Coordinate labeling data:
════════

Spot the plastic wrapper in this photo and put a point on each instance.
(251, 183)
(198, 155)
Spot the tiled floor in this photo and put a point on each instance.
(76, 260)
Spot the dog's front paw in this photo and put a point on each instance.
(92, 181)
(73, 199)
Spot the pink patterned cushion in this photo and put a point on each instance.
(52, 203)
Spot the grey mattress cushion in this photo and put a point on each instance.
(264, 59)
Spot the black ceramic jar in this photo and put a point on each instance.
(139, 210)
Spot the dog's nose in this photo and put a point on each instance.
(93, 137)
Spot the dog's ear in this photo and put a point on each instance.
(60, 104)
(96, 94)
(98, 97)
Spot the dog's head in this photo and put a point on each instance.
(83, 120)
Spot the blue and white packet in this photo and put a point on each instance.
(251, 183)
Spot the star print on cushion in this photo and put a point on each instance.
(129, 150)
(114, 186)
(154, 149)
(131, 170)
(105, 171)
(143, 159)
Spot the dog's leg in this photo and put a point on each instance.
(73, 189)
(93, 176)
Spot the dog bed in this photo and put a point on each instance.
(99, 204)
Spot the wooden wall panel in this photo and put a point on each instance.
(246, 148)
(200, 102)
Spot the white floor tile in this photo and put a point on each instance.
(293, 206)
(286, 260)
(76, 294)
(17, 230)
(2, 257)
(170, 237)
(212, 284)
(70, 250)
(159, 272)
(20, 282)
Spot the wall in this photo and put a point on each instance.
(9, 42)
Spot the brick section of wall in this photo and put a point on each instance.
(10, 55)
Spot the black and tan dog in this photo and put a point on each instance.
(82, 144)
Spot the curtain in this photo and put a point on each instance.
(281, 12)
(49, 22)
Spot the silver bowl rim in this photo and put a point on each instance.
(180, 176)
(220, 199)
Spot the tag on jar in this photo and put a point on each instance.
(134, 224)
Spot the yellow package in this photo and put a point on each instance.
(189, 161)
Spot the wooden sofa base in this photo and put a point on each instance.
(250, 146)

════════

Directions: Lay out every line of the coordinate labeling data above as a Markdown table with the columns Row and Line, numbering the rows in order and leaving out blank lines.

Task response:
| Row | Line |
|---|---|
| 1 | Spot the plastic wrapper in this photo and put a point on each instance. |
| 2 | (251, 183) |
| 3 | (198, 155) |
| 4 | Spot the tiled floor in this photo and put a point on each instance. |
| 5 | (76, 260) |
| 6 | Spot the dog's front paw in this photo and put a point on each instance. |
| 7 | (92, 181) |
| 8 | (73, 199) |
| 9 | Spot the pink patterned cushion in this photo and put a point on each instance. |
| 10 | (52, 203) |
| 11 | Spot the grey mattress cushion in this photo and put a point on each instance. |
| 12 | (264, 59) |
| 13 | Spot the black ceramic jar in this photo and put a point on each instance. |
| 14 | (139, 210) |
| 15 | Spot the dog's nose in this photo and put a point on each instance. |
| 16 | (93, 137) |
| 17 | Spot the dog's ear in this photo and put a point on each instance. |
| 18 | (60, 104) |
| 19 | (96, 94) |
| 20 | (98, 97) |
| 21 | Spot the dog's head in this photo and put a point on each instance. |
| 22 | (83, 120) |
| 23 | Spot the blue and white packet in this photo and put a point on each instance. |
| 24 | (251, 183) |
| 25 | Spot the star print on cushion in this photo and put a point on each instance. |
| 26 | (129, 150) |
| 27 | (114, 186) |
| 28 | (154, 149) |
| 29 | (131, 170) |
| 30 | (105, 171) |
| 31 | (143, 159) |
| 32 | Spot the dog's leg in this photo and put a point on each instance. |
| 33 | (73, 189) |
| 34 | (93, 176) |
| 35 | Spot the dog bed in this photo and put a point on each instance. |
| 36 | (99, 204) |
| 37 | Spot the wooden wall panel in this photo and put a point on each instance. |
| 38 | (246, 148) |
| 39 | (200, 102) |
| 40 | Spot the white floor tile in this photo and put a point on each instance. |
| 41 | (293, 206) |
| 42 | (286, 260) |
| 43 | (76, 294) |
| 44 | (17, 230) |
| 45 | (2, 257) |
| 46 | (170, 237) |
| 47 | (212, 284) |
| 48 | (70, 250) |
| 49 | (159, 272) |
| 50 | (20, 282) |
| 51 | Spot the wall in this photo and put a point on each instance. |
| 52 | (9, 42) |
| 53 | Spot the brick section of wall in this photo and put a point on each instance. |
| 54 | (10, 55) |
| 55 | Spot the black and tan dog in this photo and put a point on each instance. |
| 56 | (82, 144) |
| 57 | Spot the curtain in this photo and put a point on each instance. |
| 58 | (281, 12) |
| 59 | (49, 22) |
| 60 | Spot the silver bowl rim in this photo and put a point on each instance. |
| 61 | (180, 176) |
| 62 | (220, 199) |
| 63 | Spot the tag on jar in this photo and put a point on each instance. |
| 64 | (134, 224) |
| 65 | Spot the yellow package in this photo and put a point on each instance. |
| 66 | (189, 161) |
| 67 | Spot the wooden sofa base in this photo and put a point on each instance. |
| 68 | (250, 146) |